**TASK STATEMENT**
The whole listing is to be written out again exactly; the pictures are not.

**RECORDS SHOWN**
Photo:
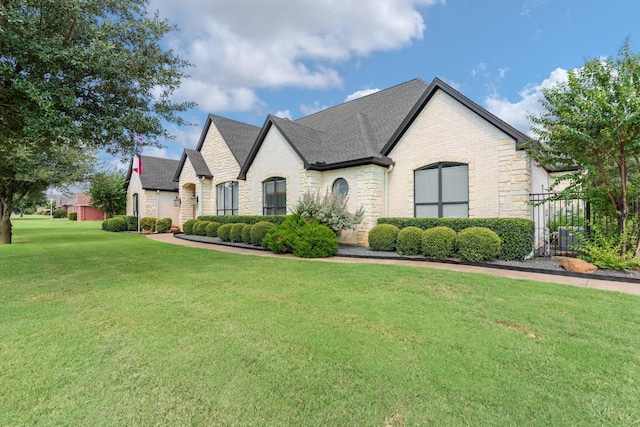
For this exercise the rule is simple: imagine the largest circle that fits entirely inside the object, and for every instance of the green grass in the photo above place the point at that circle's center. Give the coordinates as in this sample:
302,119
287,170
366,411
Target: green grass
101,328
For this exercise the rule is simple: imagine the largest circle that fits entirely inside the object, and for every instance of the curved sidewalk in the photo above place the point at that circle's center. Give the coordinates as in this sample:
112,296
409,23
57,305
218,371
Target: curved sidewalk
594,283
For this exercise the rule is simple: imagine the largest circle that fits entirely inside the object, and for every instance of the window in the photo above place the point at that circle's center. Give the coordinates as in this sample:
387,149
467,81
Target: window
442,190
340,186
135,204
275,196
227,198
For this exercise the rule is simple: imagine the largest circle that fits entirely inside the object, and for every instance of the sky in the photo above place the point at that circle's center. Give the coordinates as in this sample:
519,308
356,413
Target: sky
292,58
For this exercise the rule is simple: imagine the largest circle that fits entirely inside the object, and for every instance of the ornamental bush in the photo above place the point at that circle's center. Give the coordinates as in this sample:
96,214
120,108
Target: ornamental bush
59,213
115,225
315,240
439,242
212,228
259,230
478,244
409,241
224,232
330,210
305,237
187,227
147,224
236,233
383,237
246,234
163,225
200,228
517,234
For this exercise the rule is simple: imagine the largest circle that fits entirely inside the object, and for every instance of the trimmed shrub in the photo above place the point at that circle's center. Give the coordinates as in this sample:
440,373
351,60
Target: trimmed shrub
315,240
200,228
115,225
224,232
235,235
147,224
259,231
409,241
304,237
439,242
131,220
60,213
163,225
187,227
246,234
517,234
383,237
244,219
212,229
478,244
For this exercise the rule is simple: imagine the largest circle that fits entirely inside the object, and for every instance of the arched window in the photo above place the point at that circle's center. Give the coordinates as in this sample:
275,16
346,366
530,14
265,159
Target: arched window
340,186
442,190
227,198
274,192
134,204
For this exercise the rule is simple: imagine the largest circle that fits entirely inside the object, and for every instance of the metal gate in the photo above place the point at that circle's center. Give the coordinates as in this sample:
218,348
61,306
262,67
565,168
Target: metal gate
560,223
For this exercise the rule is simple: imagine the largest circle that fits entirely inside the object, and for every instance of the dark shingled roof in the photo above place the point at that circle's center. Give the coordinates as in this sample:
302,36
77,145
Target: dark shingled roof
238,136
197,161
157,173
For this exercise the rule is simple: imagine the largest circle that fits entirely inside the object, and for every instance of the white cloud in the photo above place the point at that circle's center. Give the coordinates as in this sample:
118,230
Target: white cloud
515,113
238,46
314,108
360,94
286,114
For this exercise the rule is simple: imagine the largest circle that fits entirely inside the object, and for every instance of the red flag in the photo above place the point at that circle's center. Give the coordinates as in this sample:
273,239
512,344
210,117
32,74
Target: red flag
137,165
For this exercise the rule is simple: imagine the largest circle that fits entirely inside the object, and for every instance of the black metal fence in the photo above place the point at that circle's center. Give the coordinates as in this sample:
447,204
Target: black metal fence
560,223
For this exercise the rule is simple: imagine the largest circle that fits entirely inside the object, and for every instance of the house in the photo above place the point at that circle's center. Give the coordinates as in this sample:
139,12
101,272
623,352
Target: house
153,193
412,150
81,204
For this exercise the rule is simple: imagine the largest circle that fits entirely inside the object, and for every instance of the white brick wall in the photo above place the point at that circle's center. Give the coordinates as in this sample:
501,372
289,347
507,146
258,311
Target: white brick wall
446,131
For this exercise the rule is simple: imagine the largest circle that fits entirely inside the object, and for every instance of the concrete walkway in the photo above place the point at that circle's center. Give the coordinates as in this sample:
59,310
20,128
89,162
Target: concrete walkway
592,282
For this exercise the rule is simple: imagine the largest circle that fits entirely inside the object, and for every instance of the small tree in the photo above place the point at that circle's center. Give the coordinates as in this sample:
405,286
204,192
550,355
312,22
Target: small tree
330,210
108,193
592,121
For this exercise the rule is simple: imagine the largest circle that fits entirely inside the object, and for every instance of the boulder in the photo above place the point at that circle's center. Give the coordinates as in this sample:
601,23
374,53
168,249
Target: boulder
576,265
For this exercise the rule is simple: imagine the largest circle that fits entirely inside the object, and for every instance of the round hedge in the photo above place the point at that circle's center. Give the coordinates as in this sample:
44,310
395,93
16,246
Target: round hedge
383,237
163,225
224,232
246,234
187,227
439,242
236,233
212,229
478,244
115,225
200,228
409,241
259,230
315,241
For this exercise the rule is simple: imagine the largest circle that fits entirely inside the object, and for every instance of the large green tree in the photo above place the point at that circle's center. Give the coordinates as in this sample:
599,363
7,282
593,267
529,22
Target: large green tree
592,121
81,74
25,170
108,192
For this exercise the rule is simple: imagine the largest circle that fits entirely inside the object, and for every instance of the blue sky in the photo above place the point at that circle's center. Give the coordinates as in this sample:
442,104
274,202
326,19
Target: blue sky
294,57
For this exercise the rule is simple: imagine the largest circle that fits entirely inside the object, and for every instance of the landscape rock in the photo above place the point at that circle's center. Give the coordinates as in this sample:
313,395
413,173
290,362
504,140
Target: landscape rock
576,265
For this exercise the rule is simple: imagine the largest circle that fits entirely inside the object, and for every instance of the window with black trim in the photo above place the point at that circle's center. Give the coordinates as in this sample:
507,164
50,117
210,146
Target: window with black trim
442,190
340,186
274,192
227,198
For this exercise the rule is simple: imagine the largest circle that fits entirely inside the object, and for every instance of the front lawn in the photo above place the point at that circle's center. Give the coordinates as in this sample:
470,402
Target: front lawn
102,328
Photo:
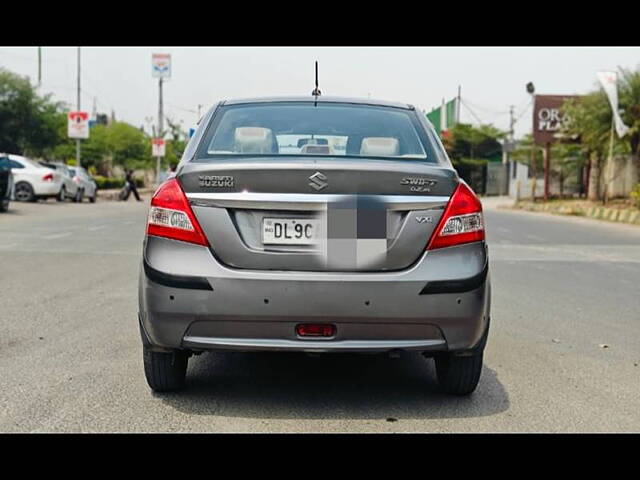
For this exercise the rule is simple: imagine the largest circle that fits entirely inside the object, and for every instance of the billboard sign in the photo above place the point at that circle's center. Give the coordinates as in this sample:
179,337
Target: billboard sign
158,147
548,117
161,65
78,125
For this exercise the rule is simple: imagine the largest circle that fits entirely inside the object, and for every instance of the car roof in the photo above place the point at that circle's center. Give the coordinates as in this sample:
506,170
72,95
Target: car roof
319,99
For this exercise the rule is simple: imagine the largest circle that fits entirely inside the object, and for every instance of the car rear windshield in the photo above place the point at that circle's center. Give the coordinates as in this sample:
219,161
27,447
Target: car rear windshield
323,129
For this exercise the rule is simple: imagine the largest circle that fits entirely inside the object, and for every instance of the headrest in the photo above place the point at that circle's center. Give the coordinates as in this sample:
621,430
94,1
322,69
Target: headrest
316,149
380,146
254,140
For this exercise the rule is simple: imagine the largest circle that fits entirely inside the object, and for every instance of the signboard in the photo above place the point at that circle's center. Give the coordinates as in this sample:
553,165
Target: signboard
161,65
78,124
548,117
158,147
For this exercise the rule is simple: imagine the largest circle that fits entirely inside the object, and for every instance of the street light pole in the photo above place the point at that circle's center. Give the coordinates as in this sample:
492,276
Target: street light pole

**THE COMPLETED TASK**
Photo:
For this exercise the rule is simple: imagine the largest circle that fits entirely inside the object, and for every instance of the green grass in the photo above place the point at that circle's center. Give the coordinates as in this sample:
302,119
287,170
366,411
Target: green grass
101,328
For this exercise the rule is simple: imagine the largest circle that fits entirely inside the object, and for every instance of the curved sidewalk in the photo above place the point at that circle's center. Give the coordinates as in this sample:
112,296
409,23
57,305
218,371
Target: curved sidewalk
594,283
For this exercise the rule is simple: imagine the largest circle that fits entirely inside the object, and for every instance of the window in the photo above place the point at that circle's center. Give the coordinates as in this sample:
387,149
467,81
Target: window
442,190
340,186
135,204
275,196
227,198
For this exercise the rule is simple: imagine the largest circle that fits entirely inside the object, and for every instance of the sky in the photo above place the point at that circle's center. Give the coordinates as in this sample:
519,308
356,413
Target: sky
292,58
For this exercise the rule is simple: imagine the largest circle that fits entirely inside the object, and for every instance of the ornamental bush in the photo above place the point at that circle's center. Give the coordinates as in this sample:
96,214
120,108
Target: ornamental bush
59,213
115,225
315,240
439,242
212,228
259,230
478,244
409,241
224,232
330,210
305,237
187,227
147,224
236,233
383,237
246,234
163,225
200,228
517,234
For this exercise the rule is simple: imagine the largest circle that fits entirely inside the object, and for every instance of the trimmed shrub in the photo above place the point at that circle's center. Give the coordinates as in this sample:
440,373
351,60
Target: trimmed shrub
315,240
200,228
115,225
224,232
235,235
147,224
259,231
409,241
304,237
439,242
131,220
60,213
163,225
187,227
246,234
517,234
383,237
244,219
212,229
478,244
For this exercise the rule is simple: imagine the largest circle that fits entirely inside the object, and for every instance of the arched window in the photo above place the point at that circle's center. Give the coordinates as in this sample:
275,16
346,366
530,14
265,159
Target: arched window
340,186
442,190
227,198
274,192
134,204
For this exercise the rule is simple: imagine the largest circle that fits entirely inside the object, and for every instance of the metal gate in the photo above place the point at that circle's center. Give the coordinates as in this sample:
218,348
61,306
262,67
565,168
Target: metal gate
560,223
For this exercise the rule is simple: imagine the largest circle that fits entirely inside the object, and for every instance of the dark shingled roof in the photo above place the point at that circle's center. Give the coordinates as in this sample:
302,36
77,145
Target: dark shingled roof
238,136
197,161
157,173
For this exercise the rule is simple: imagine the largest circle that fits entirely inside the object, and for every instance of the white cloud in the photo above place the point at that circle's center. Give the coordinates as in this sample:
118,230
Target: white cloud
515,113
238,46
314,108
360,94
286,114
For this exercise the rule is simple: imagine the largest circle that fits entirely inside the object, and for every instance of the red flag in the photo above place the point at that circle's center. Give the coordinates as in this sample:
273,239
512,344
210,117
32,74
Target: red flag
137,165
For this exercise the rule is simple: imagine the largest circle that fits entirely inside the object, and for every instance of the black metal fence in the photo above place the point at that circle's center. Give the coordinates as in this sample:
447,204
Target: black metal fence
560,223
For this exercise the rule is simple: imagine the largest circle that fits entirely inside the object, and for every instance of the house in the photo above place the point at that circle's center. Give the coordinates as in this sample:
139,12
101,272
623,352
Target: house
153,193
412,150
81,204
For this exercise the rule is simple: imagine the largest circle that fits entirely inside the object, and for every instance of the white brick wall in the photo above place the point at that circle's center. Give the coordinates as in this sample:
501,372
289,347
507,146
258,311
Target: white brick wall
446,131
For this exercise the rule is simple: imagine the largest circle that fits entirely inside the object, and for every instance of the concrete walkway in the photo above place the point at that circle's center. Give the coordinates as in this sample:
59,310
20,128
89,162
Target: concrete walkway
592,282
For this exercise the rule is simple: imagine the largest circle that fits entirely inside the object, and for every instance of the small tree in the photo above place the point at that circle's center. Give the coordinates as in this sample:
405,286
204,192
550,355
312,22
Target: small tree
330,210
108,193
592,121
For this exercise the rule is simple: imagine the largest circle that fits entirely inside the object, and for every instance of the boulder in the photo above place the point at that circle's center. Give the coordinates as in this sample:
601,23
374,53
168,249
Target: boulder
576,265
For this exercise the rule is simple: imagine the largest circle that fits entirely inside the object, and for every instance of the round hedge in the photo above place the point at that circle's center. Give the coordinates as in this sample:
44,310
395,93
16,246
Target: round hedge
383,237
163,225
224,232
246,234
187,227
439,242
236,233
212,229
478,244
115,225
200,228
409,241
259,230
315,241
For this exercise the rule is simple: imagine the largest circle that fits entirely inside the object, and for every instance of the large green tree in the photo above place the point at that circle's center. Give the coordinates as in this sample:
599,363
7,282
593,267
529,22
Target: large green tree
592,121
81,74
25,170
108,192
For this exercise the rule is simple: imagine the largest circle that fits entirely inside the object, and for every instance of the blue sky in the photo above place the point at that circle's center. Give the coordinates as in this sample:
442,104
274,202
326,19
Target: blue sky
294,57
For this exercise the rule is simple: imagine the largest circle that fits entirely inside the object, and for every instance of the landscape rock in the photo above place the point at that circle's center. Give the coordinates as in this sample:
313,395
413,173
290,362
504,140
Target: landscape rock
576,265
For this exercise the rule is simple: imagine the largest circle that fits entirely inside the object, and for every instance of the window with black trim in the photo above place the point at that circle's center. Give the coordinates as in this sample:
507,164
50,117
210,146
Target: window with black trim
442,190
340,186
274,192
227,198
For this exercise the rule is simple: imagine the largest circle that fits entirely inside the object, and for every instance of the front lawn in the photo above place the point at that circle's center. Give the coordinates as in this sample:
470,402
Target: front lawn
102,328
Photo:
For this exercise the rule is simple: imagine the largest circle that fits entirely inside the object, and for every instance of the billboard sign in the photo above place the point at that circle's center. Give the coordinates as in this sample:
179,337
Target: billboard sign
158,147
548,117
161,65
78,125
For this exercise the rule is simple: imagine the largest circle that fits entirely inside the object, and for every instance of the car roof in the photo above place the point at that circle's center. Give the coordinates as in this sample:
506,170
72,95
Target: car roof
319,99
For this exercise the rule is simple: imagine the largest circle that fits entirely inside the object, and for every instance of the car rear windshield in the photo above place the point at that circle's center. Give the coordinates as in this sample:
219,161
27,447
Target: car rear windshield
323,129
For this exercise the rule is simple: imagine the largest circle that fits entirely inside the object, and for every instance of the headrest in the photo above place the point at that circle's center. Give the coordinates as in this sample:
621,430
94,1
322,69
Target: headrest
316,149
380,146
254,140
For this exercise the rule is simple: imagine the largest circle that fits entirely inside the object, and for every instance of the signboard in the photo above place the point at that circle's center. Give the coordinates as in this sample:
553,165
Target: signboard
161,65
78,124
548,117
158,147
For this exercise the rule is simple: imagine the largest circle that fits entirely inside the object, and for every instance of the street light pole in the photo above place the point at that circle's center. Give the coordinates as in this sample:
492,276
Target: street light pole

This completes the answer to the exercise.